- Complete the following -
- a) List the names of all the children named in the biography.
- b) Answer these questions from the biography:
(i) In which years did she serve as president of the Atlanta Women's Club?
(ii) On what date was the John N. McEachern Memorial Methodist Church dedicated?
(iii) In what year was she inducted into the Georgia Women of Achievement?
- c) Quote the stretch of the biography from "McEachern and her" through "of Religious Education.".

- Text shown -
########

American teacher and activist

Lula Dobbs McEachern (May 16, 1874 April 24, 1949) was an American teacher and religious leader.

==Biography==
Lula Cordelia Dobbs was born in Cherokee County on May 16, 1874 to farmers Rason and Vesta (née DuPree) Dobbs. As a child, McEachern was a member of the McBeth Literary Society, and she attended Young Harris College.

McEachern was a teacher in the Oregon area of Cobb County in her early 20s. She married fellow Cobb County native and Confederate veteran John Newton McEachern, a future Atlanta alderman, on September 30, 1896. They lived in the West End and had three children: Elizabeth Florine (Jul. 22, 1897), John Newton Jr. (Feb. 20, 1899), and Lula Christine (Jan. 30, 1901).

She was the president of the Atlanta Women's Club in 1916 and 1917. During this time she advocated for "a housing law that will insure every citizen the chance to live in a place of physical and moral safety."

McEachern and her husband both attended Ebenezer Methodist-Episcopal Church, South. She served as the president of Ebenezer's missionary society and later was elected to the board of the North Georgia Conference of the United Methodist Church's Women's Missionary Society, where she established a summer camp for children. McEachern was the first woman to be vice-president of the International Council of Religious Education.

After John McEachern died on December 6, 1928, the church decided to construct a new building in his honor the John N. McEachern Memorial Methodist Church, which was dedicated on June 5, 1932.

McEachern also became the chairman of the board of the Life Insurance Company of Georgia, from second vice-president since 1924, after John McEachern's death. She served in the role until 1948 with a hiatus in 1933. Within the company, she was known as "Miss Lula".

She also served on an advisory committee for the Candler School of Theology at Emory University, and was a member of the board of trustees of the UMC-affiliated Clark University. From 1926 to 1930, McEachern was a member of the Commission on Interracial Cooperation. During World War II, she worked with the American Red Cross. In 1936, she was named president of the National Council of Federated Church Women; that summer she visited religious leaders across seven countries. McEachern was head of the Atlanta Community Chest's women's division in 1938. She was also a member of the United Daughters of the Confederacy.

McEachern died on April 24, 1949 aged 74. She established in her will the McEachern Trust Fund at McEachern Memorial, giving the church $4,000 per year. Another plot of land she donated became McEachern High School.

In 2002, McEachern was inducted into the Georgia Women of Achievement.

########

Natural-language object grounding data
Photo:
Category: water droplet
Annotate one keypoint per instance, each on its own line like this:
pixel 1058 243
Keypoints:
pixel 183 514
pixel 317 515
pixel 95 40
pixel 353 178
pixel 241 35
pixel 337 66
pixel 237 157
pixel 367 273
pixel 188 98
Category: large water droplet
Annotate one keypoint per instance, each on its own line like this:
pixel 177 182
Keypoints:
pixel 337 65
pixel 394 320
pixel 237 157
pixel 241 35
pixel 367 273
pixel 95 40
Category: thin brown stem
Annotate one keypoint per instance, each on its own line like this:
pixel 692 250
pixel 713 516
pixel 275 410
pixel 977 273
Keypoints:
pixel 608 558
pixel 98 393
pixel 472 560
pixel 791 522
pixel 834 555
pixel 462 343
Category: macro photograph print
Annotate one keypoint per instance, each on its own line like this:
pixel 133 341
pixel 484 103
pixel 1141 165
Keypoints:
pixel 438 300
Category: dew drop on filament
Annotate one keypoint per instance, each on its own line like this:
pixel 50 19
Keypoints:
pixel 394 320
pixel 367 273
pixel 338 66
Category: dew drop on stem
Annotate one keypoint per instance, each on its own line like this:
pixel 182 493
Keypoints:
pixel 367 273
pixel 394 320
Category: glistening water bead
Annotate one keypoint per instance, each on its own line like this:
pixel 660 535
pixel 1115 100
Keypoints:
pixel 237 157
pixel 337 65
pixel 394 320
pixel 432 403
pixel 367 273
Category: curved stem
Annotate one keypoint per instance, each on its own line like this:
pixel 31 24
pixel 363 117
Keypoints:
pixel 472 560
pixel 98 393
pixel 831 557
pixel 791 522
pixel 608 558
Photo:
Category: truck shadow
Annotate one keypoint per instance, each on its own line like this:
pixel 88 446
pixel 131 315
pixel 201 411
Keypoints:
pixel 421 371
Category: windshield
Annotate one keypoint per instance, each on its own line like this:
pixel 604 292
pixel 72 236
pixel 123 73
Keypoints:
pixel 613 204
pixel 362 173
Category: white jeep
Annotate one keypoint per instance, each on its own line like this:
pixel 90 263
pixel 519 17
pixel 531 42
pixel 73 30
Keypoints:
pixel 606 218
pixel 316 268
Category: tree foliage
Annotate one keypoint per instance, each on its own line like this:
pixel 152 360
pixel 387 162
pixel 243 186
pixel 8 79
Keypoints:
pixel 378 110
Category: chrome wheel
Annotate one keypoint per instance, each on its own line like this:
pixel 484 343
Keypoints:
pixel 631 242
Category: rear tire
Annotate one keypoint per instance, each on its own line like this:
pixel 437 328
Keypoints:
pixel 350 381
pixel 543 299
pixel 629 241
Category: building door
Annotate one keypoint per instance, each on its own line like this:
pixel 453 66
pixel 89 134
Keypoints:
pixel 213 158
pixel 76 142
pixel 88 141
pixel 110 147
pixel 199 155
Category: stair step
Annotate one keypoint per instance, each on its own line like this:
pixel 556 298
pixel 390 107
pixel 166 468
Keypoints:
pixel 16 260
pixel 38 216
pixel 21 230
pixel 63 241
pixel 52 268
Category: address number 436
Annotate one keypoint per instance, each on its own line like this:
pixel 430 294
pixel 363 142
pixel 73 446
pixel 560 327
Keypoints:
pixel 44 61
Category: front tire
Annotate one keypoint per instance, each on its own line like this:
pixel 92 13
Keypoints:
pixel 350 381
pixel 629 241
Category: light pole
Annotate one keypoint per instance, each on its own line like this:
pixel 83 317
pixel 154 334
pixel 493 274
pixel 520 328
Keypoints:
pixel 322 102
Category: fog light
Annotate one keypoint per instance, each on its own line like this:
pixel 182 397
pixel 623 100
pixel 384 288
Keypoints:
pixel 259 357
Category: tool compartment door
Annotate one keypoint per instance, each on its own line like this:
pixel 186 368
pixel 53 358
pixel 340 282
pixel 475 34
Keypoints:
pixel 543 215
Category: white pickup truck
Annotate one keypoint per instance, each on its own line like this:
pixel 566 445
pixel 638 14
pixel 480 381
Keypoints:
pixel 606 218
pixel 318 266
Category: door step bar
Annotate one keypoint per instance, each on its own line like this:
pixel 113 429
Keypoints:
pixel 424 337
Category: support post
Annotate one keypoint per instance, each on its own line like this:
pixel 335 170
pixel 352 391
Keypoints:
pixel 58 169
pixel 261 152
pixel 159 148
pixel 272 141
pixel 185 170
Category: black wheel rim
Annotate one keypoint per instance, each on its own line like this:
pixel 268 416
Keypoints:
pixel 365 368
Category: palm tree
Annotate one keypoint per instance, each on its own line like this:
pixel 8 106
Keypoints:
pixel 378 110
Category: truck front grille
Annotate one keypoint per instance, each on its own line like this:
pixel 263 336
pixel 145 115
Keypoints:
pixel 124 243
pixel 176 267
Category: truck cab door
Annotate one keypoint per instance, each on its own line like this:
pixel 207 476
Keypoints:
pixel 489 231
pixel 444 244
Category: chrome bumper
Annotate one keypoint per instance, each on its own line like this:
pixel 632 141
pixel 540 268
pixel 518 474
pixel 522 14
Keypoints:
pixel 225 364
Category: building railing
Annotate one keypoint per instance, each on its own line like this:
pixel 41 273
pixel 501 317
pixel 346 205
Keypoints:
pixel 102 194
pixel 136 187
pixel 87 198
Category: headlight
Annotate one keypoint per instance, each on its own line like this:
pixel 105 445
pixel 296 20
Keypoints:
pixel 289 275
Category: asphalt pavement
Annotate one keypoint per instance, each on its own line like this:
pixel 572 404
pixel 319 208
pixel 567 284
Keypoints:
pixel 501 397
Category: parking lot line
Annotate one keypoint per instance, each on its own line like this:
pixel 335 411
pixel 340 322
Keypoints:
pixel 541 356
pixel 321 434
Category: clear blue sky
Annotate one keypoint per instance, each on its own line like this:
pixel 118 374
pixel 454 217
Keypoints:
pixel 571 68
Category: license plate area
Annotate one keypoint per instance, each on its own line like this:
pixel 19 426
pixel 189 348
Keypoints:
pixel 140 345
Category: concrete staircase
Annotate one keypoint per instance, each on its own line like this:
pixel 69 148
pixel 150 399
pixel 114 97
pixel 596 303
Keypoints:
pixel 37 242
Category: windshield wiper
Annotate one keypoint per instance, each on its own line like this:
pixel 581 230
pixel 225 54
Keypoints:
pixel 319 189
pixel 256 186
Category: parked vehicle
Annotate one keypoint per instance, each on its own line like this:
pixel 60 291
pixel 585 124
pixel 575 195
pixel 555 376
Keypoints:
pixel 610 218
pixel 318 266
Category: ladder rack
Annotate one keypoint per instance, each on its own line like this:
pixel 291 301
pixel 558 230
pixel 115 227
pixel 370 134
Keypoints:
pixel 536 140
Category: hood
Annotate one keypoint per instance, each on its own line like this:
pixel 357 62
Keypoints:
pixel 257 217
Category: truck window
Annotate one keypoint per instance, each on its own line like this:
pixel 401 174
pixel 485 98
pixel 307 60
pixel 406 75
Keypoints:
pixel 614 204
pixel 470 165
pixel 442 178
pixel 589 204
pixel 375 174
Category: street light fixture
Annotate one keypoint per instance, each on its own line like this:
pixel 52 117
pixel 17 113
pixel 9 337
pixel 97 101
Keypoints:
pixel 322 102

########

- Task responses -
- a) Elizabeth Florine, John Newton Jr., Lula Christine

- b)
(i) 1916 and 1917
(ii) June 5, 1932
(iii) 2002

- c)
McEachern and her husband both attended Ebenezer Methodist-Episcopal Church, South. She served as the president of Ebenezer's missionary society and later was elected to the board of the North Georgia Conference of the United Methodist Church's Women's Missionary Society, where she established a summer camp for children. McEachern was the first woman to be vice-president of the International Council of Religious Education.